* _Records shown_:

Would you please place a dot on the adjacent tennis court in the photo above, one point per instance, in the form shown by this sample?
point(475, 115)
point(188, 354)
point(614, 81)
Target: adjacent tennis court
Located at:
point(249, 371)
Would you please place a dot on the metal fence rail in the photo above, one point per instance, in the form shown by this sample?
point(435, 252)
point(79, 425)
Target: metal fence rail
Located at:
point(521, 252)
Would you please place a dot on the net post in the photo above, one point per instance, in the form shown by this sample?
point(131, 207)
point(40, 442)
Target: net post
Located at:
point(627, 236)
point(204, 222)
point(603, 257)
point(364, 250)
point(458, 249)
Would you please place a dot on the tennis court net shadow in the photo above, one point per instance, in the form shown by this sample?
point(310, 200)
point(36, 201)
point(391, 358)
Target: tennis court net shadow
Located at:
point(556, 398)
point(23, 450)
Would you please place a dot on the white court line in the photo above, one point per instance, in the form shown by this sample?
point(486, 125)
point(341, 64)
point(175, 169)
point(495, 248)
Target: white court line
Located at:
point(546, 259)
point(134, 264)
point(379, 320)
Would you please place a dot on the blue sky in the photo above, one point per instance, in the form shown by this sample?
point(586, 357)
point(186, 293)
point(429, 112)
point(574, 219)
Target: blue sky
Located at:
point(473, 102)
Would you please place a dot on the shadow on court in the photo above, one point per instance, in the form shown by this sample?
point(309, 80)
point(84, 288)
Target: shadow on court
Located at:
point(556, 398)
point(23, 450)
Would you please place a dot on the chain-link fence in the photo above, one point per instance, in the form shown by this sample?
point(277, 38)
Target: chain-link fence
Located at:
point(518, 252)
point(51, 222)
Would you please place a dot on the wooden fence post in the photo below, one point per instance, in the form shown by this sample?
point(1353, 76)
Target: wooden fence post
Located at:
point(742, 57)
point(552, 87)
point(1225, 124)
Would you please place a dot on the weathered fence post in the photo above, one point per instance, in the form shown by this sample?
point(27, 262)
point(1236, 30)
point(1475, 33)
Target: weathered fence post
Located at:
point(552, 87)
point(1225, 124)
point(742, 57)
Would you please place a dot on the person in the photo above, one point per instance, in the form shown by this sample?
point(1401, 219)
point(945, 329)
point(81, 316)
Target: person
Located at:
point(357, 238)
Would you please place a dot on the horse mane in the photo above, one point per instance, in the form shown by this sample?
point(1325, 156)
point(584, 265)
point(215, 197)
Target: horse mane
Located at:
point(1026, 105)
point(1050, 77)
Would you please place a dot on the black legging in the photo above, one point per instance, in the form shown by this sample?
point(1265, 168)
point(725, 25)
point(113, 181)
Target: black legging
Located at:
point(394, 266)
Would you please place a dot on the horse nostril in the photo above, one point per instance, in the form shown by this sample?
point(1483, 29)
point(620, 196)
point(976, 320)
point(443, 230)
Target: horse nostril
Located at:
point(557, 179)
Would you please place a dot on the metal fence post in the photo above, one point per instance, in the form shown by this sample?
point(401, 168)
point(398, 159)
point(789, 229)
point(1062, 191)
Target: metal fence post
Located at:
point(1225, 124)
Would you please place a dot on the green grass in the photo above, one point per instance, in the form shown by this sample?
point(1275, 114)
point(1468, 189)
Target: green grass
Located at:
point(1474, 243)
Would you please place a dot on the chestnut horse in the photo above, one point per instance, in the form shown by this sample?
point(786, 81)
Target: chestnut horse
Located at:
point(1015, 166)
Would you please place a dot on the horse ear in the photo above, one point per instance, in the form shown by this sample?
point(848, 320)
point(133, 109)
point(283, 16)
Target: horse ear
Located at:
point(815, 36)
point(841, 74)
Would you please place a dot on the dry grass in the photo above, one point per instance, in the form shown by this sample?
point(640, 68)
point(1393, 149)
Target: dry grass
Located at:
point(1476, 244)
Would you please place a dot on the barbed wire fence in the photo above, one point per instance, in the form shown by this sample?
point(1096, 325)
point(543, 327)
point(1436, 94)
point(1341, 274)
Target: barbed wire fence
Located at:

* _Your goal_: Give again, word for word, the lines of the listing, starting at its first line and ending with the line containing "Target: metal fence rail".

* _Answer space_:
Would you please place a dot on the adjacent tennis court in the photo above, one point per instance, in the form shown by this sample?
point(475, 115)
point(188, 354)
point(614, 81)
Target: adjacent tennis court
Located at:
point(249, 371)
Would you please place a dot on the metal fence rail in the photo above, one point per instance, in the form shown by this sample?
point(435, 252)
point(79, 425)
Target: metal fence rail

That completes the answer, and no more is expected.